Quelle >>
Einwanderung

Und es kamen… italienische Fachkräfte

Domenico Tolone hat ein Diplom in Elektronik und Telekommunikation. (Bild: Fabian Duss)

Die Wirtschaftskrise hat manch jungen Italiener nach Luzern gespült. Anders als früher sind die heutigen Immigranten aber keine Hilfsarbeiter, die möglichst viel Geld nach Hause schicken wollen, sondern gut ausgebildete Spezialisten mit beruflichen Ambitionen.

Italien steckt in der Krise. Im Februar betrug die Arbeitslosenquote 11,6 Prozent. Im Mezzogiorno, dem Süden des Landes, lag sie bei 18 Prozent. War 2008 jeder fünfte Jugendliche arbeitslos, hat die Jugendarbeitslosigkeit mittlerweile beinahe die 40-Prozent-Marke erreicht. Im Mezzogiorno hat bereits mehr als die Hälfte der 15- bis 24-Jährigen keine Arbeit.

Kein Wunder, ergreift manch einer die Flucht. Zum Beispiel der 23-jährige Domenico Tolone aus dem kalabrischen Amaroni. «Es ist enorm schwierig, ja unmöglich, in Kalabrien einen Job zu finden», berichtet er. Seine Freunde seien deshalb alle in die Schweiz, nach England oder Norditalien gezogen. «Wie vor 50 Jahren, als halb Kalabrien ausgewandert ist.»

«Du nimmst, was es gibt»

Der grossgewachsene Mann hat ein Diplom in Elektronik und Telekommunikation und machte auch eine Ausbildung zum Webdesigner. In ganz Italien suchte er nach Arbeit. «Es gibt schon Jobs, aber die sind äusserst prekär. Einmal wurden mir bloss 400 Euro im Monat offeriert», erklärt er. «Zudem stellen dich die Firmen nicht mehr fest, sondern nur noch temporär an.»

Junge Arbeitssuchende werden zudem oft für drei oder sechs Monate als Gratis-Praktikanten verpflichtet, weiss Tolone. «Manche machen das mit, weil sie sich im Anschluss eine Karriere und einen guten Lohn erhoffen. Nach Ablauf des Praktikums werden sie aber entlassen und die Firma sucht sich jemand anders.» Der junge Kalabrese sagt, es sei auch sehr schwierig geworden, auf dem gelernten Beruf zu arbeiten. «Vergiss das! Du nimmst, was es gibt.»

Nun ist Tolone in Luzern gelandet. Es ist der klassische Weg: Zunächst kam er bei seinem Onkel unter. Ein anderer Verwandter vermittelte ihm einen Job als Schaltanlagenmonteur.

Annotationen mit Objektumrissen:
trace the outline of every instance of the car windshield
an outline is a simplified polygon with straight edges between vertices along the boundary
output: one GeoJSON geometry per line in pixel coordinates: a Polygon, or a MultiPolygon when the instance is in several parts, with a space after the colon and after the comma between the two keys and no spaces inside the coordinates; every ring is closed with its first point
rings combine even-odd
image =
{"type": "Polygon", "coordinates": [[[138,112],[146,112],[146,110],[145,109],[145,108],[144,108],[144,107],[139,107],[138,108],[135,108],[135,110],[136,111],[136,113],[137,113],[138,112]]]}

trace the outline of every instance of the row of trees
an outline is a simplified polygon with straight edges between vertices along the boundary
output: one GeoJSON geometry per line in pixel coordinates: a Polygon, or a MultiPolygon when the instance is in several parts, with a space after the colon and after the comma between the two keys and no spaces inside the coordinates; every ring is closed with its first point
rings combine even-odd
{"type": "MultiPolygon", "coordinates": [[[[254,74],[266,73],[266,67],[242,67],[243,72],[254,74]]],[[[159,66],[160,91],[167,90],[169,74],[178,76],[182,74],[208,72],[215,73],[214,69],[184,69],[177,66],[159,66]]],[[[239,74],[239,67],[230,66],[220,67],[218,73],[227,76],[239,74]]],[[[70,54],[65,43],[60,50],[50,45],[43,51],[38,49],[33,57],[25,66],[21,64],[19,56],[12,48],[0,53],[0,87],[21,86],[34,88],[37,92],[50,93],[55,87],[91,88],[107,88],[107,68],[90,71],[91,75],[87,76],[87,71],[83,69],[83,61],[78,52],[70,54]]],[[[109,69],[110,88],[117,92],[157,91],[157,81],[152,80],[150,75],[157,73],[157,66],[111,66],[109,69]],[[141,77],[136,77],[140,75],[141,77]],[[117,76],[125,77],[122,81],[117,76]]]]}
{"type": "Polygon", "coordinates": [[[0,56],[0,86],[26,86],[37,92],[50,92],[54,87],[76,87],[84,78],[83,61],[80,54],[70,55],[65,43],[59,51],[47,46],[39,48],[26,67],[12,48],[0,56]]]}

Zu erledigen >>
A - Wie hoch war laut dem Artikel über italienische Fachkräfte die Arbeitslosenquote in Italien im Februar?
B - Fasse den Artikel über italienische Fachkräfte in zwei Sätzen zusammen.
C - In welche Länder oder Regionen sind Domenico Tolones Freunde laut dem Artikel über italienische Fachkräfte gezogen?
Die Zeilen stammen aus einer anderen Quelle.

Gelöste Aufgaben >>
A - 11,6 Prozent.

B - Wegen der Wirtschaftskrise und der hohen Arbeitslosigkeit in Italien, besonders im Süden und unter Jugendlichen, kommen heute gut ausgebildete junge Italiener nach Luzern statt wie früher Hilfsarbeiter. Ein Beispiel ist der 23-jährige Domenico Tolone aus Kalabrien, der in Italien nur äusserst prekäre Jobs fand und in Luzern über einen Verwandten eine Stelle als Schaltanlagenmonteur erhielt.

C - In die Schweiz, nach England und nach Norditalien.